::: Input :::
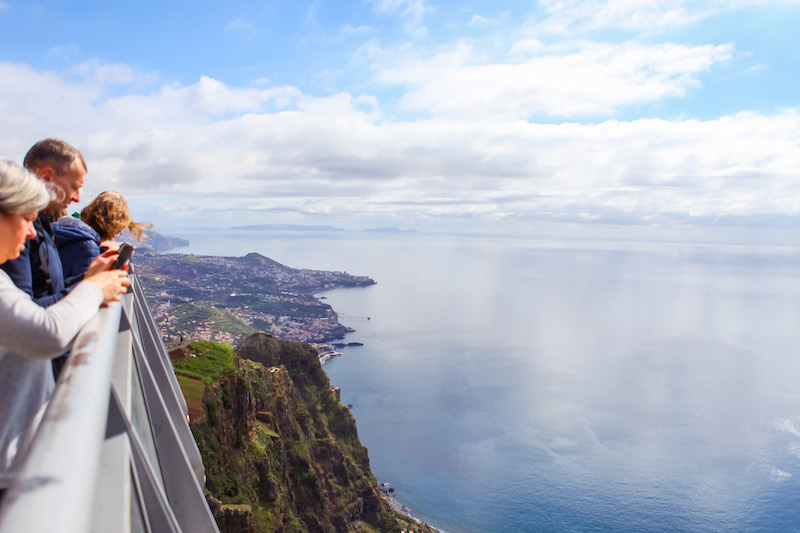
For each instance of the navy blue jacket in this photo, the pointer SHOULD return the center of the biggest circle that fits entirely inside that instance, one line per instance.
(37, 270)
(78, 245)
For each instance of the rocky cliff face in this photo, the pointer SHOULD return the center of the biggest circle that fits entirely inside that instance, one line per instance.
(281, 451)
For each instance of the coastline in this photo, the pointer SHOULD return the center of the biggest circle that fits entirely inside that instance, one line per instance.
(387, 496)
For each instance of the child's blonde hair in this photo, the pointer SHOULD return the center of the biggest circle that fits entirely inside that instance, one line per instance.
(108, 215)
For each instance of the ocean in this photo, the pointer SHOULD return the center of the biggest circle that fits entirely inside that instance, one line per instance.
(521, 385)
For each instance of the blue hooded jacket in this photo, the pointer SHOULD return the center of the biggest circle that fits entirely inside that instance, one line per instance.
(78, 245)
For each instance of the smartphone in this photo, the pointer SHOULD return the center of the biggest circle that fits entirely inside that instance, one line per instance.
(125, 251)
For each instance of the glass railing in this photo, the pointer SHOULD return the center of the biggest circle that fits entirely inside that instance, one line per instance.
(113, 452)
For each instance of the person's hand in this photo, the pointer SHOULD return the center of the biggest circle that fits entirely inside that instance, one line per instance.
(101, 263)
(113, 283)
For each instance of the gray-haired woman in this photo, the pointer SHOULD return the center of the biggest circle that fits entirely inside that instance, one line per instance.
(31, 335)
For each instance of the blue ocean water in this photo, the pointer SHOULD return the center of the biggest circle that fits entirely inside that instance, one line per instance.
(512, 385)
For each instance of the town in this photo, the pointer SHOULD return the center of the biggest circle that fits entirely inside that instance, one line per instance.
(226, 298)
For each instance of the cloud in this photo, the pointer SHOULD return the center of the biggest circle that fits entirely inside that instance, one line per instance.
(644, 17)
(243, 28)
(411, 10)
(575, 80)
(211, 147)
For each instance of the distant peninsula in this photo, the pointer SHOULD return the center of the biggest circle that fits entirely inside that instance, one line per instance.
(284, 227)
(226, 298)
(153, 241)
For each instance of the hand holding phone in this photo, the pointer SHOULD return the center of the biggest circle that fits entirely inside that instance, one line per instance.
(125, 251)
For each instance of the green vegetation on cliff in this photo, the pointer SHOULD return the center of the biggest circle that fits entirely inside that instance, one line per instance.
(281, 451)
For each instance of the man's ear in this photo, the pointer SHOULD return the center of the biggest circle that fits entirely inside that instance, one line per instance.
(46, 173)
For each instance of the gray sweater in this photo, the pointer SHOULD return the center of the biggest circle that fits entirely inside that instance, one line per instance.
(29, 337)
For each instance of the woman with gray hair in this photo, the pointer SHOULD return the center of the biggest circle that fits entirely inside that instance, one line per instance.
(30, 335)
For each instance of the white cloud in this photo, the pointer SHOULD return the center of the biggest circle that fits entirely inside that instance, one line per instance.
(210, 147)
(411, 10)
(581, 79)
(567, 17)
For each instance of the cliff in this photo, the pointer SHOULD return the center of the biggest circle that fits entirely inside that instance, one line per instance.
(281, 451)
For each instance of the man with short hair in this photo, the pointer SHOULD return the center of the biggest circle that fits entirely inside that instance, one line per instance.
(37, 270)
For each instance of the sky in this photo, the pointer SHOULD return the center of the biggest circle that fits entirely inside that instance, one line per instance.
(624, 118)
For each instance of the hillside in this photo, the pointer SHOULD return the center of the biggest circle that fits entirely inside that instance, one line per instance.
(281, 451)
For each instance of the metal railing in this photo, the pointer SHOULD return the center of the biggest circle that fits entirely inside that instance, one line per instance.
(113, 452)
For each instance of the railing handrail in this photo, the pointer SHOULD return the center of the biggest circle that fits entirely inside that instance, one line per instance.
(55, 486)
(116, 426)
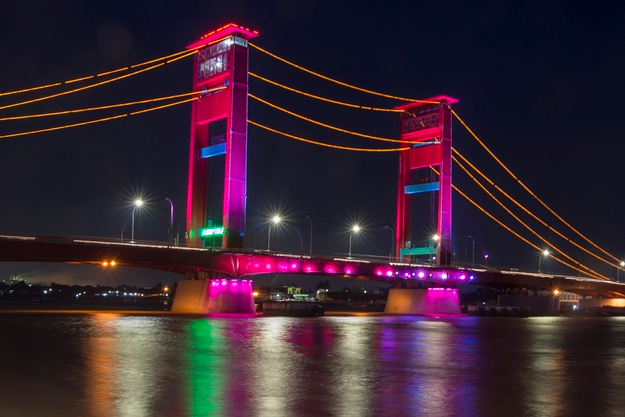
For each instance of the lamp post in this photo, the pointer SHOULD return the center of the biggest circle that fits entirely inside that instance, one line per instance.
(310, 233)
(544, 253)
(171, 221)
(392, 242)
(138, 203)
(355, 229)
(274, 221)
(473, 253)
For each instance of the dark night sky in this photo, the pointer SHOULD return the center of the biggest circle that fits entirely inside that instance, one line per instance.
(539, 81)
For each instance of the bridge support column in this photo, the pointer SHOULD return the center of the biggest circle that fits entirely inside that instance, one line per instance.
(206, 296)
(422, 301)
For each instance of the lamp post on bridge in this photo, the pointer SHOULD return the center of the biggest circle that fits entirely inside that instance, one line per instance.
(392, 243)
(171, 221)
(138, 203)
(544, 253)
(310, 233)
(274, 221)
(355, 230)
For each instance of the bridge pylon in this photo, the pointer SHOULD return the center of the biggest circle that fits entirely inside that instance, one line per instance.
(217, 186)
(427, 124)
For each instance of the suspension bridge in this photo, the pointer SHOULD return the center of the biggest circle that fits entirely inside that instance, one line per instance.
(215, 252)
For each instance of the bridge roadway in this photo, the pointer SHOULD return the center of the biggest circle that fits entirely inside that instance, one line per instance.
(240, 264)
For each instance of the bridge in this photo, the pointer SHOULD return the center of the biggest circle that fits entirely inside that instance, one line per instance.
(216, 210)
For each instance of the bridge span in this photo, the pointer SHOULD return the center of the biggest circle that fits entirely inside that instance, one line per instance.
(200, 263)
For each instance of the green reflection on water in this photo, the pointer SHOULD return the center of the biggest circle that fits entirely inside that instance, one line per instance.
(206, 368)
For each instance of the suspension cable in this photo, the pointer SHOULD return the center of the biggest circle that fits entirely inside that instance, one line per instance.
(110, 106)
(542, 222)
(50, 129)
(328, 100)
(327, 145)
(530, 191)
(339, 82)
(521, 221)
(512, 231)
(338, 129)
(7, 93)
(81, 88)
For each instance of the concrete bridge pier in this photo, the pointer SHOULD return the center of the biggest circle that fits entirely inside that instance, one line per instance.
(206, 293)
(433, 300)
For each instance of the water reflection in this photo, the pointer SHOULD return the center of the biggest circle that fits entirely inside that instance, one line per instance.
(116, 365)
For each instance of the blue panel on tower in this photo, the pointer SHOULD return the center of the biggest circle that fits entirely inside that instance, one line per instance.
(422, 188)
(214, 150)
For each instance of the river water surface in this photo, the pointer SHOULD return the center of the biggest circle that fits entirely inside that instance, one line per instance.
(108, 364)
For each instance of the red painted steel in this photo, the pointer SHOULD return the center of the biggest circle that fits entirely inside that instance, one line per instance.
(223, 62)
(426, 122)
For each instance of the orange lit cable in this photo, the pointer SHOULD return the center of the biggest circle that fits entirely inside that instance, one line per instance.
(91, 76)
(50, 129)
(530, 191)
(182, 56)
(337, 81)
(81, 88)
(159, 59)
(110, 106)
(338, 129)
(327, 145)
(354, 106)
(542, 222)
(164, 106)
(119, 116)
(500, 223)
(589, 270)
(102, 74)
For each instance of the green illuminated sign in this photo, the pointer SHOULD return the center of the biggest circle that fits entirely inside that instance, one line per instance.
(211, 231)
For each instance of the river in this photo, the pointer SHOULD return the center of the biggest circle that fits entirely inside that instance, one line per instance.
(111, 364)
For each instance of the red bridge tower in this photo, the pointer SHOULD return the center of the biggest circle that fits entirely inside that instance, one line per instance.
(217, 188)
(428, 123)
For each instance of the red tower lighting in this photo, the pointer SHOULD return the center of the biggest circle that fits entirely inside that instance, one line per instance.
(217, 187)
(428, 123)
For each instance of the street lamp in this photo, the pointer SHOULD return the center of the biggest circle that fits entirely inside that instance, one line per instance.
(171, 220)
(544, 253)
(274, 221)
(355, 229)
(310, 233)
(392, 242)
(473, 253)
(138, 203)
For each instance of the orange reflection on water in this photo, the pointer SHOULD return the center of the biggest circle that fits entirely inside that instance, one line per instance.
(101, 351)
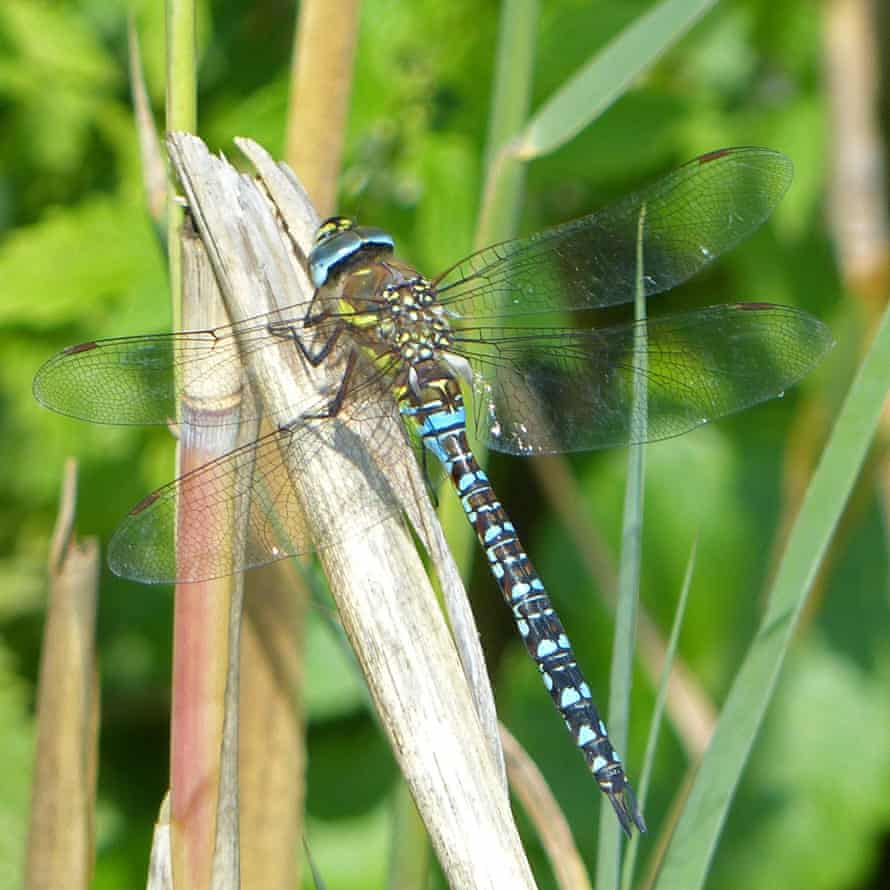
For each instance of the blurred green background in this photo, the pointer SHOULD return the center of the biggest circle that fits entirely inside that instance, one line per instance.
(79, 260)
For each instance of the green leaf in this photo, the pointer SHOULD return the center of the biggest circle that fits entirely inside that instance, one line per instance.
(606, 76)
(75, 257)
(692, 847)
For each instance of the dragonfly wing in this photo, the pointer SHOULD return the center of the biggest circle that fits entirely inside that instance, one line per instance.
(139, 380)
(569, 390)
(683, 222)
(184, 530)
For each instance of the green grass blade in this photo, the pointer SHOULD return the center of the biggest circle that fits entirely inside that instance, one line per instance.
(698, 830)
(658, 715)
(606, 76)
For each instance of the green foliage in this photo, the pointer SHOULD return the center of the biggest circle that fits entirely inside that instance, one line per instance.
(79, 260)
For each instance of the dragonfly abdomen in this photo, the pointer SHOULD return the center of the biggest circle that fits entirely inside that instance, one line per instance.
(443, 431)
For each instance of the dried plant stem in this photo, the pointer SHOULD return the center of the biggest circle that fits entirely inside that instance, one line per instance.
(382, 592)
(60, 835)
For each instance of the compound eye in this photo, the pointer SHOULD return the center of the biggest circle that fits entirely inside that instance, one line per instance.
(333, 226)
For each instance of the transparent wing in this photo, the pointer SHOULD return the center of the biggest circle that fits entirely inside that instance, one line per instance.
(138, 380)
(183, 531)
(686, 221)
(571, 390)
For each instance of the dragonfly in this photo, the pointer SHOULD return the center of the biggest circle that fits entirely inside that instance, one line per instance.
(497, 329)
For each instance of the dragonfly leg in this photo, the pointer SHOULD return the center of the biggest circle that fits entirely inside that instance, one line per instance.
(289, 331)
(336, 403)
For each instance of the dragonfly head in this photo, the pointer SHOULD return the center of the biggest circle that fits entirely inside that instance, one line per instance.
(342, 246)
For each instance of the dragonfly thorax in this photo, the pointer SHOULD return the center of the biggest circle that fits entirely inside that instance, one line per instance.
(412, 322)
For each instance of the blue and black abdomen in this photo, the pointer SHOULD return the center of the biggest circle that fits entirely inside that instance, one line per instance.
(542, 632)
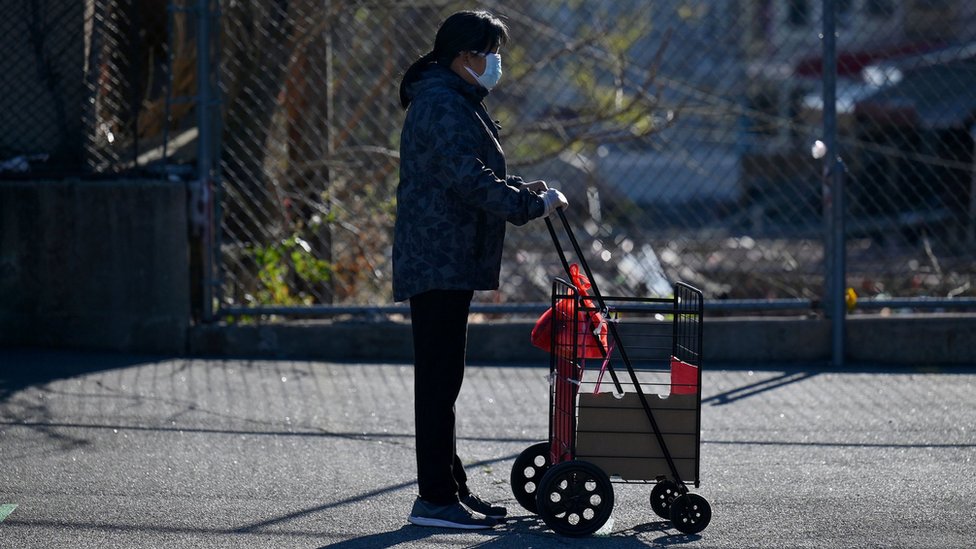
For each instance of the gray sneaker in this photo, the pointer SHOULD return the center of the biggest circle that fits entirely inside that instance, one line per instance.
(454, 515)
(479, 505)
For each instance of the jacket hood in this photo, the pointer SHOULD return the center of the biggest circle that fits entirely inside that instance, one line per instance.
(436, 77)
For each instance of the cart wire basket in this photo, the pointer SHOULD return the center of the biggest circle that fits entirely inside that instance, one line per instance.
(624, 403)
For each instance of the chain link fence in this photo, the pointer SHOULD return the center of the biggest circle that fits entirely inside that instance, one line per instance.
(682, 132)
(84, 87)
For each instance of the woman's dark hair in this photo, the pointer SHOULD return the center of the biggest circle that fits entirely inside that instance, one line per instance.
(463, 31)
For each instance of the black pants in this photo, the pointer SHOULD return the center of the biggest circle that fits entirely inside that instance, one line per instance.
(439, 319)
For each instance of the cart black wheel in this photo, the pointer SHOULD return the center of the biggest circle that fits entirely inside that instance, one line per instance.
(575, 498)
(527, 472)
(690, 513)
(662, 495)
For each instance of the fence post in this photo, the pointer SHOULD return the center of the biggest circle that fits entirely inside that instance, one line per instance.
(205, 151)
(833, 193)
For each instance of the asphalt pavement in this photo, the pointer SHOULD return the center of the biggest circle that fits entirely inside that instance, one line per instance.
(105, 451)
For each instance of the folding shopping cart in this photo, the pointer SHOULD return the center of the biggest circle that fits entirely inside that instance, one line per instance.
(624, 403)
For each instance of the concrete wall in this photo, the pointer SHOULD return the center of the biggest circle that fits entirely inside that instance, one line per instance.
(94, 264)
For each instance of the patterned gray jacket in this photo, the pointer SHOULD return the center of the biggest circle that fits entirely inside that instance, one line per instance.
(454, 195)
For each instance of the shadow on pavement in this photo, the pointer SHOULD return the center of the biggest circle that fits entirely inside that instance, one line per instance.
(22, 368)
(523, 531)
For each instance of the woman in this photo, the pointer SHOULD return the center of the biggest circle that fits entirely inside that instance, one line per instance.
(453, 201)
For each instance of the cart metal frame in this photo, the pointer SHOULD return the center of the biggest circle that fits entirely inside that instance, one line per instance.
(571, 490)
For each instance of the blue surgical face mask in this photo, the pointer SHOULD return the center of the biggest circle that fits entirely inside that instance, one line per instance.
(493, 71)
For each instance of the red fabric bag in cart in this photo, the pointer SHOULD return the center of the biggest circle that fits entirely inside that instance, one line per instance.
(684, 377)
(589, 323)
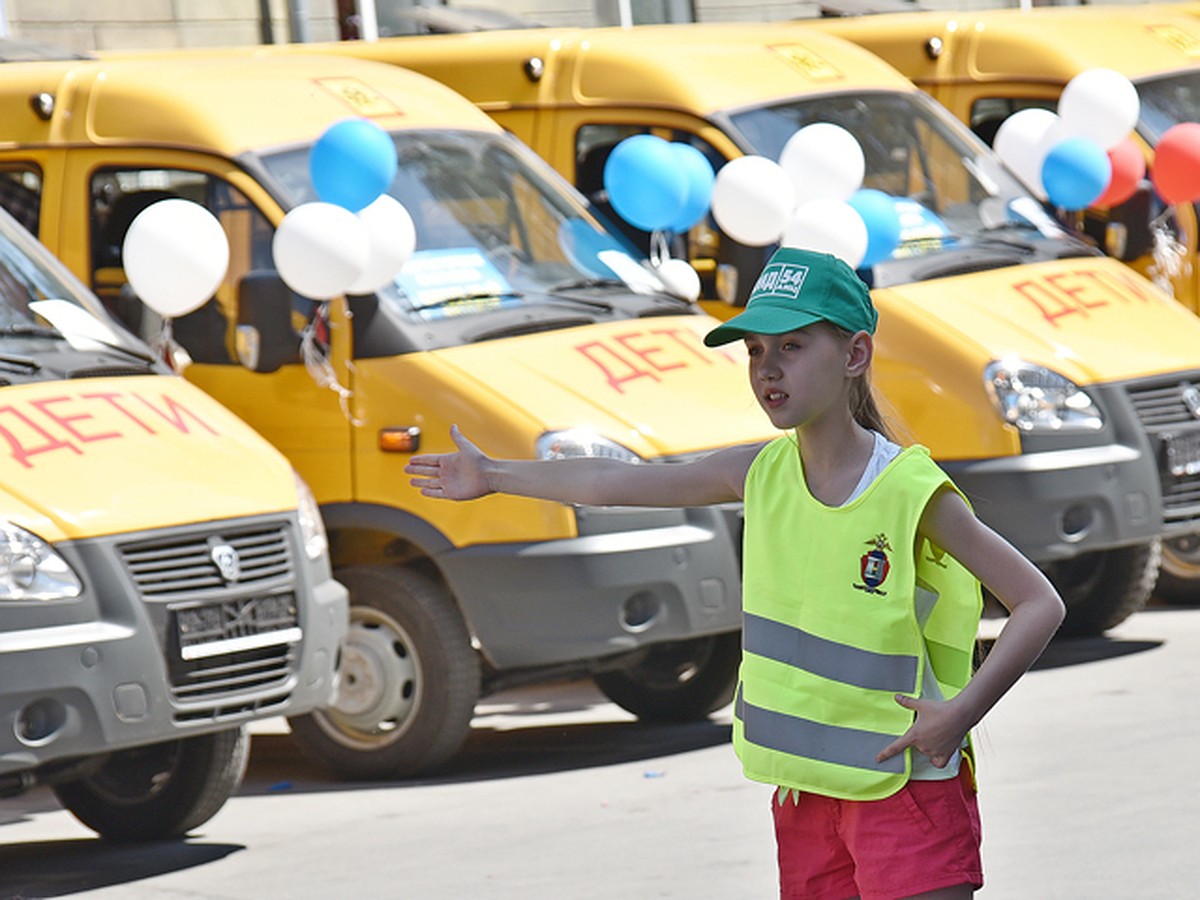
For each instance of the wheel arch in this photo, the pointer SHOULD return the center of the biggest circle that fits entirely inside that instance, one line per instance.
(376, 534)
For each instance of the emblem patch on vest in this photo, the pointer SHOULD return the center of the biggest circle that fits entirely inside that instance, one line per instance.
:::
• Work item: Write the lines out again exactly, beginning at the line that contains "For each instance of the wheel" and stopping only at the final line of the listing above.

• Result below:
For each instance of the wheel arch in this photo, the pointer SHOULD return the center of the biggest circle that fits entirely inside that instance, one line per instance.
(376, 534)
For each instance of the emblem patch on vest in this photo, the pointer SHOULD return the center of the biggest circle that fits entirely inside that instance, one line per instance.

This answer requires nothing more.